▶ [Given request a]: According to the article on holiday scams, why do scams and fraud tend to spike around the holidays?

▶ [Extract]:
##########

Insights | WJ Interests | Wealth Advisors - Financial Services - Sugar Land

Tis the Season for Giving — and for Scams

Written by Jonathan Chapman | Dec 11, 2025 4:38:34 PM

Scams and fraud tend to spike around the holidays, when people are busy, distracted, and spending more money than usual. As year-end approaches, this is an ideal time to revisit the most common scam types and the simple habits that help protect your finances.

Why Scams Surge at Year-End

During the holidays, criminals exploit higher online shopping, charitable giving, travel, and year-end financial activity. They lean on urgency (“act now”), emotion (fear, generosity, or loneliness), and seemingly routine requests tied to gifts, travel, or money movement.

##########

▶ [Information supplied]:
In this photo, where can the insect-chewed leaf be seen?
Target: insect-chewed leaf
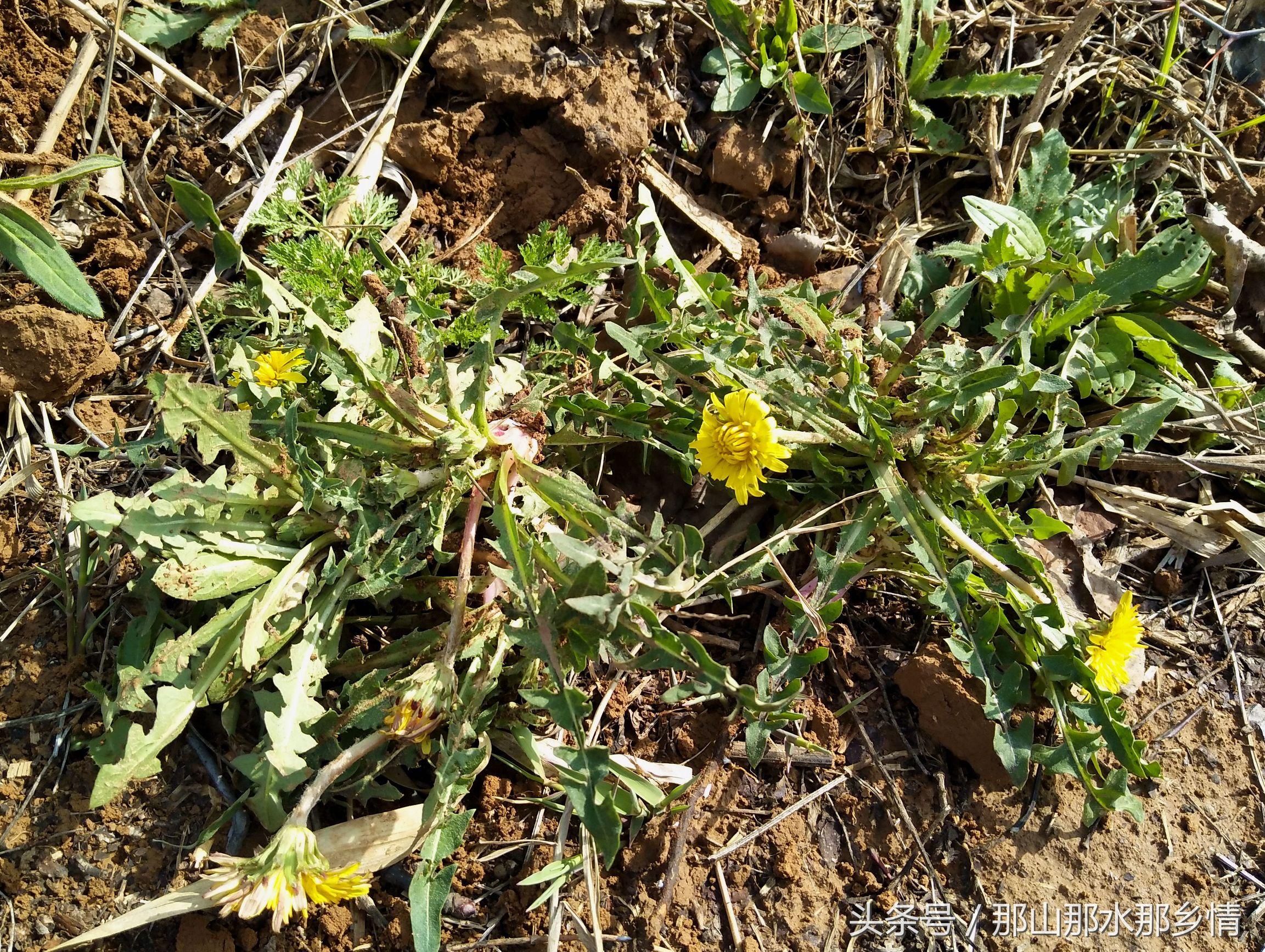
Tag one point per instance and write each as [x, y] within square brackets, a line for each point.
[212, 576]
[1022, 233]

##########

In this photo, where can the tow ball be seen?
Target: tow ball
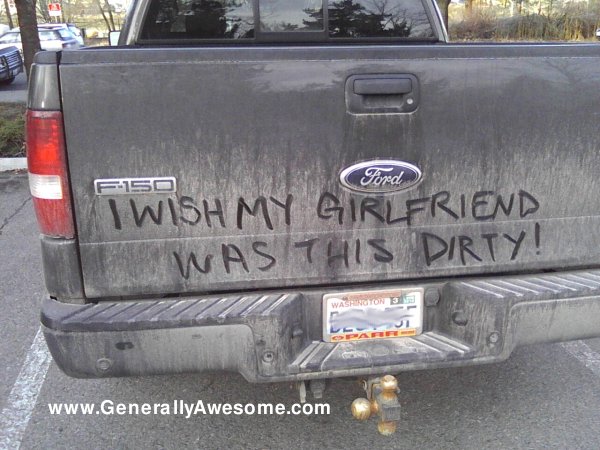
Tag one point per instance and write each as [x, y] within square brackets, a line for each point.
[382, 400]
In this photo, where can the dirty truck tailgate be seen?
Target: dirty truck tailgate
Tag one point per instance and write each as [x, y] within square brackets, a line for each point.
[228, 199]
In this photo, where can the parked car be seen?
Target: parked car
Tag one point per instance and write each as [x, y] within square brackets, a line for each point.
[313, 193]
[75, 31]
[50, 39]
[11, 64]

##########

▶ [Given request b]: From the records above, extract each line that includes the word "seen".

▶ [Final result a]: Scams and fraud spike around the holidays because people are busy, distracted, and spending more money than usual. Criminals exploit the rise in online shopping, charitable giving, travel, and year-end financial activity.

▶ [Final result b]:
In this photo, where can the insect-chewed leaf be seen?
In this photo, where can the tow ball be seen?
In this photo, where can the dirty truck tailgate be seen?
In this photo, where can the parked car be seen?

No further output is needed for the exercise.